__Record excerpts__.

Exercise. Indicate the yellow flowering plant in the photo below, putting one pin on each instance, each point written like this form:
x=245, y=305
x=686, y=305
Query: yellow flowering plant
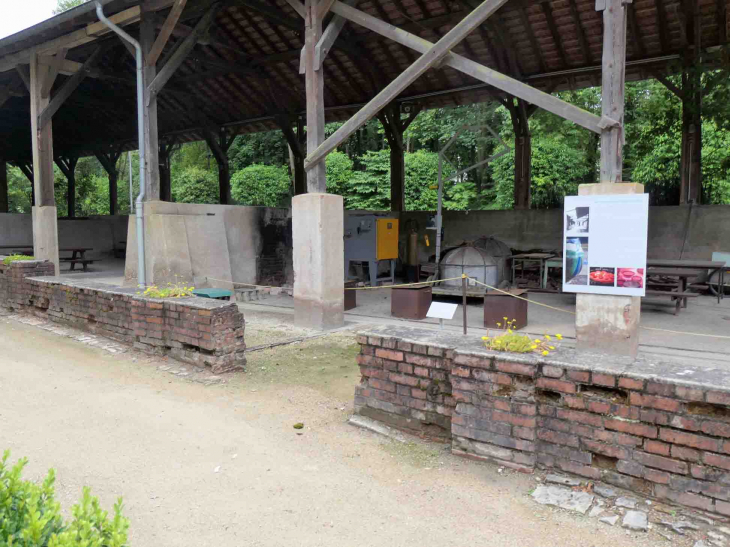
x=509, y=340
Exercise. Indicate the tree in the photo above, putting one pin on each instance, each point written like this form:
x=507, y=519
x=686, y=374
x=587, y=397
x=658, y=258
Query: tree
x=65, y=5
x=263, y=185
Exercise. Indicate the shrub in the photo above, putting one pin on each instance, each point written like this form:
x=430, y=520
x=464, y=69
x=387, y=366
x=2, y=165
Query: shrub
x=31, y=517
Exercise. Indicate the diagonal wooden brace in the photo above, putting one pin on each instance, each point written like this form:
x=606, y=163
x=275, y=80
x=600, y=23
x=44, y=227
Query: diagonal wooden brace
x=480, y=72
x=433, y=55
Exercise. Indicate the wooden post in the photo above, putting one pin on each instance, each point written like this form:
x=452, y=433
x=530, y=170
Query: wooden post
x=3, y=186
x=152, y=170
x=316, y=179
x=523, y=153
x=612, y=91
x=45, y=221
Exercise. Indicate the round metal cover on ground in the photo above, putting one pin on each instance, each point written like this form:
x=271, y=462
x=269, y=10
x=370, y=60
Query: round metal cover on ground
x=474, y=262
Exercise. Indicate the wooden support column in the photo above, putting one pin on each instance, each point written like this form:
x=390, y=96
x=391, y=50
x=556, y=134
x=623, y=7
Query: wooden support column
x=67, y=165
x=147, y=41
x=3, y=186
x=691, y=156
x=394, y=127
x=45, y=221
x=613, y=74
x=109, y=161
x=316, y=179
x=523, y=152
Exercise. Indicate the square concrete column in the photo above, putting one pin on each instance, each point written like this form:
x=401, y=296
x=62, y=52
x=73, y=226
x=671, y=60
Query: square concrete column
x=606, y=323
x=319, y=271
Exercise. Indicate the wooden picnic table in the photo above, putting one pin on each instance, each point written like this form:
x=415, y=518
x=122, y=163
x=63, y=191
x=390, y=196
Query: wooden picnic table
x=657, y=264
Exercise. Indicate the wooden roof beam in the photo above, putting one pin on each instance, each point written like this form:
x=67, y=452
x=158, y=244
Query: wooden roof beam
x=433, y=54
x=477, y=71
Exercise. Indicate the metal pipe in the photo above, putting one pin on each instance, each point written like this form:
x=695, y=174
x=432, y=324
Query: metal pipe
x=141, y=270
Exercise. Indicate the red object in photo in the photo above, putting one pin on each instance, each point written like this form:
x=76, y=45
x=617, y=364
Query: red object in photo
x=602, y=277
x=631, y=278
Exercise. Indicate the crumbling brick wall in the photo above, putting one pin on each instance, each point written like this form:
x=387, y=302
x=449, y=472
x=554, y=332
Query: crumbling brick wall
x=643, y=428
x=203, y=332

__What you have to do__. Reproduce exactly the lines from the beginning of the material down to the line containing "Exercise. Indicate the tree", both ends included, but not the pictures or anything after.

__Completed task__.
Exercise. Indicate the yellow flowering plant in the photo below, putting one pin on each instance, each point written like this form:
x=245, y=305
x=686, y=305
Query: yellow flowering plant
x=509, y=340
Exercise. Indicate the tree in the photo above, putting one pin on each instance, each point written like this form:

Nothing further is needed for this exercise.